┏━━

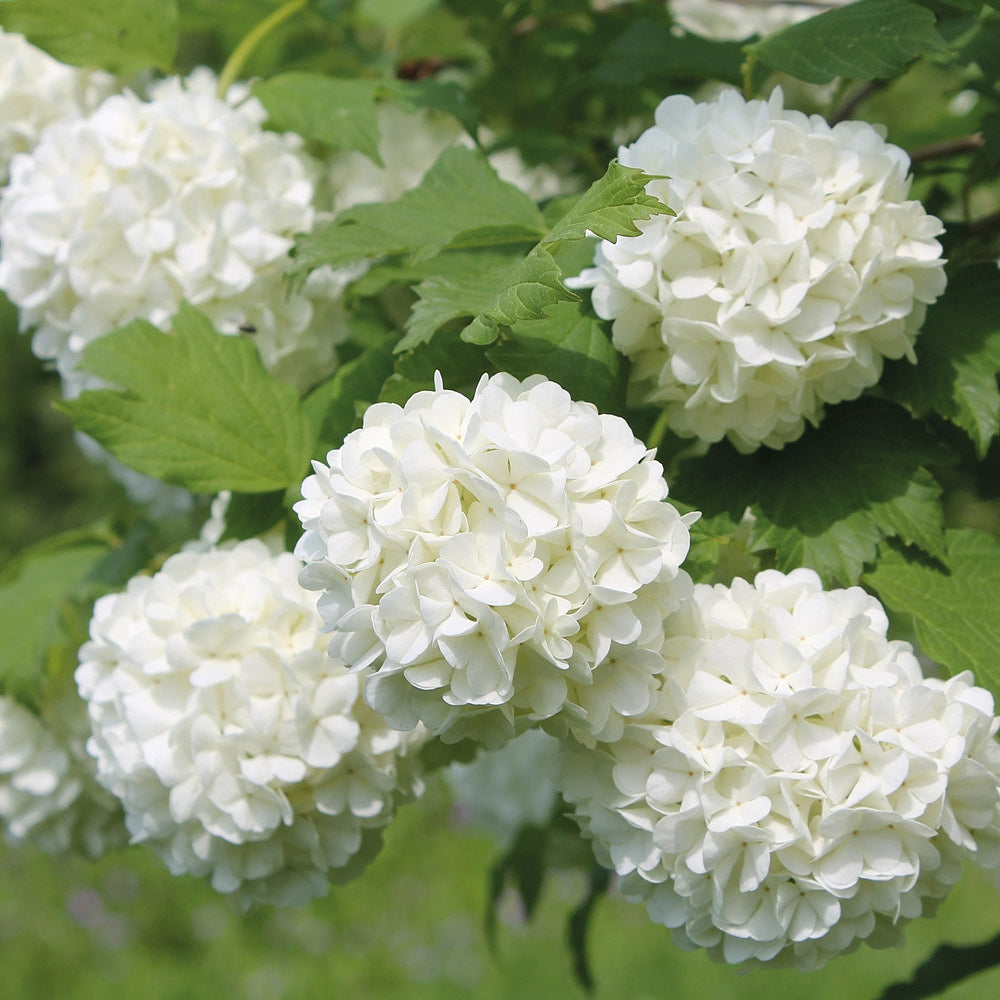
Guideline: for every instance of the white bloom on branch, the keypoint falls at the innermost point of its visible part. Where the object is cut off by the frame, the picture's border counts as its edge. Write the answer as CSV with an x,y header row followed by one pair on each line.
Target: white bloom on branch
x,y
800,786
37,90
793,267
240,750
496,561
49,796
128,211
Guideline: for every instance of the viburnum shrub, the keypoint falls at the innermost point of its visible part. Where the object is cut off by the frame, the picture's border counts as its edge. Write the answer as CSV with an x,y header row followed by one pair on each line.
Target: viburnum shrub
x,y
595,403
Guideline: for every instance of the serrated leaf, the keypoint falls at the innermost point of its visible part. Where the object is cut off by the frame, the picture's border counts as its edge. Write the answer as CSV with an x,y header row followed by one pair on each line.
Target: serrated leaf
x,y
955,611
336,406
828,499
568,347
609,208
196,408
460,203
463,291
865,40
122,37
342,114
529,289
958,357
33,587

┗━━
┏━━

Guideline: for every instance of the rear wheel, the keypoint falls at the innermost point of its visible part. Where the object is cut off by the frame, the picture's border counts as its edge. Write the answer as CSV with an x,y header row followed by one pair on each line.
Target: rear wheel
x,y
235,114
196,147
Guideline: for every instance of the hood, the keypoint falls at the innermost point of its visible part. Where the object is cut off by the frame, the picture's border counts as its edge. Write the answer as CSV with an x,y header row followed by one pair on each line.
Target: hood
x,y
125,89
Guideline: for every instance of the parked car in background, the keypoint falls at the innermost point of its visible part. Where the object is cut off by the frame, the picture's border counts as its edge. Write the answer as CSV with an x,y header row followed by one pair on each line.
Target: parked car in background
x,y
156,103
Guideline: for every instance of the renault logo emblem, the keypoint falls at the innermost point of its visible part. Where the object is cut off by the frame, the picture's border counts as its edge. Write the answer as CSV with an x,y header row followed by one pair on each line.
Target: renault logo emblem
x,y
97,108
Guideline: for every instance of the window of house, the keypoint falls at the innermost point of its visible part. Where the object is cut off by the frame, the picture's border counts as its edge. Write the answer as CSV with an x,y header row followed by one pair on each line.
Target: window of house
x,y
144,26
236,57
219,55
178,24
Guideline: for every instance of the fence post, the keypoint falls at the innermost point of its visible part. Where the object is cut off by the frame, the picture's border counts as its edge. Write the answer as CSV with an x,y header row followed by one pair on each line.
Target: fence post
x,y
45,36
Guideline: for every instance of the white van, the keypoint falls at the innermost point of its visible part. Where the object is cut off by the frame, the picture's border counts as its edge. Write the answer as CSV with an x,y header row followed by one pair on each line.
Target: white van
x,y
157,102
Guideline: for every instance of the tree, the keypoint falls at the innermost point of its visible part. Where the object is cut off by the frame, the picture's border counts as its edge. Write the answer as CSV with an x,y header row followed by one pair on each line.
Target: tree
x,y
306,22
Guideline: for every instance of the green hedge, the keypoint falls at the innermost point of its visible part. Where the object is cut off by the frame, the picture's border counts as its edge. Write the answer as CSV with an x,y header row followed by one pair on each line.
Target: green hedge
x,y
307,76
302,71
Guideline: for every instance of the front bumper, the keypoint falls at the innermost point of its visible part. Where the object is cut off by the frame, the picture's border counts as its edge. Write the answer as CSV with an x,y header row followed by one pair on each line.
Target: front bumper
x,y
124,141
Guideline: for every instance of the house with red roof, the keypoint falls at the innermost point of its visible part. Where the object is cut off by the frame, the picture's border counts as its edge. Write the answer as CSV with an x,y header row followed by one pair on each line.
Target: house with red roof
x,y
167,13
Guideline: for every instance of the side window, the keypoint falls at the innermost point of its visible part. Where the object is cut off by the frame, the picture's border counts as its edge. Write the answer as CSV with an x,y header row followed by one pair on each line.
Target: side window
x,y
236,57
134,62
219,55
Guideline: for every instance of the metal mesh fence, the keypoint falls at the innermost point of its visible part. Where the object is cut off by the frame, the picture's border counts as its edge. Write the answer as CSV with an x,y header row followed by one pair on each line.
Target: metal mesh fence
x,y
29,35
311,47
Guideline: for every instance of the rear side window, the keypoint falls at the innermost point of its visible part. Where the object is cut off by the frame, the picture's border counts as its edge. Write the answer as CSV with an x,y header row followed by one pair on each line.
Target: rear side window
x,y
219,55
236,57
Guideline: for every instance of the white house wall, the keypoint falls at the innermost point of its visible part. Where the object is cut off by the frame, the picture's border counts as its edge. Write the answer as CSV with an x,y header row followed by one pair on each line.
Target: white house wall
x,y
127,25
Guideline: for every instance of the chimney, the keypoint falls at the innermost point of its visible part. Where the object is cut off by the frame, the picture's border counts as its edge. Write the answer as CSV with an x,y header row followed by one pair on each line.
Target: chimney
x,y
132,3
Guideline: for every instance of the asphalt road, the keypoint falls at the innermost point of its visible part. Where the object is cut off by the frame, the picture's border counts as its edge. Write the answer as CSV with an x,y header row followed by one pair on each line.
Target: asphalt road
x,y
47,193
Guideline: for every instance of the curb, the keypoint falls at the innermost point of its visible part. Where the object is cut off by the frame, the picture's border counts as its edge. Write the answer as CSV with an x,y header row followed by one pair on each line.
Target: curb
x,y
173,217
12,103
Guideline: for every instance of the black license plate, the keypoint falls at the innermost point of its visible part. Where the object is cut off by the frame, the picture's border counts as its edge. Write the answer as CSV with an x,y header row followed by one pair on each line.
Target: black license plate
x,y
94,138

┗━━
┏━━

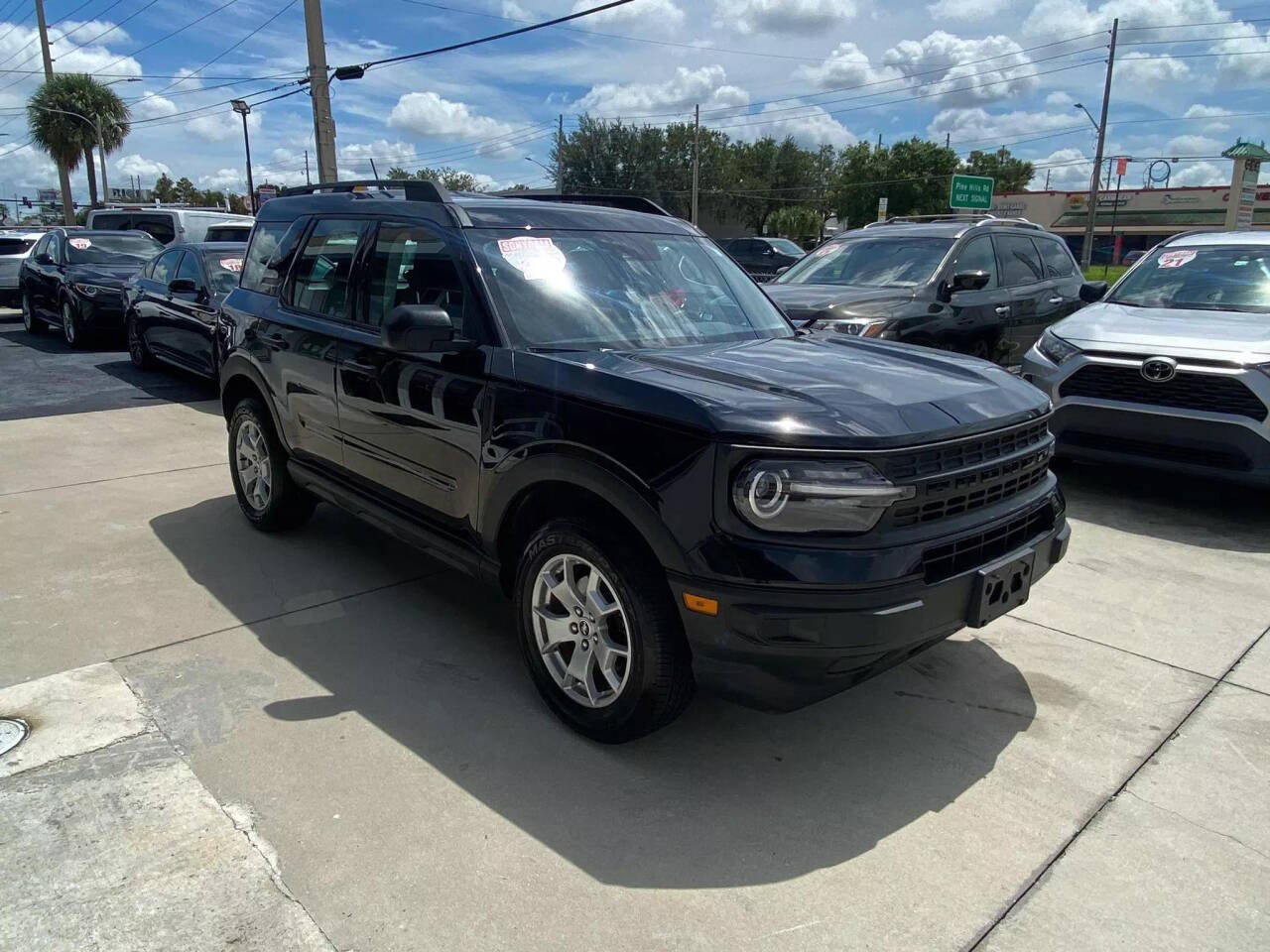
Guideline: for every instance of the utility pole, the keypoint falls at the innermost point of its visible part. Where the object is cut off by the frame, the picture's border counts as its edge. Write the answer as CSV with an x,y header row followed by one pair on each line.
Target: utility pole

┗━━

Find how many lines above include "utility"; reply with the number only.

2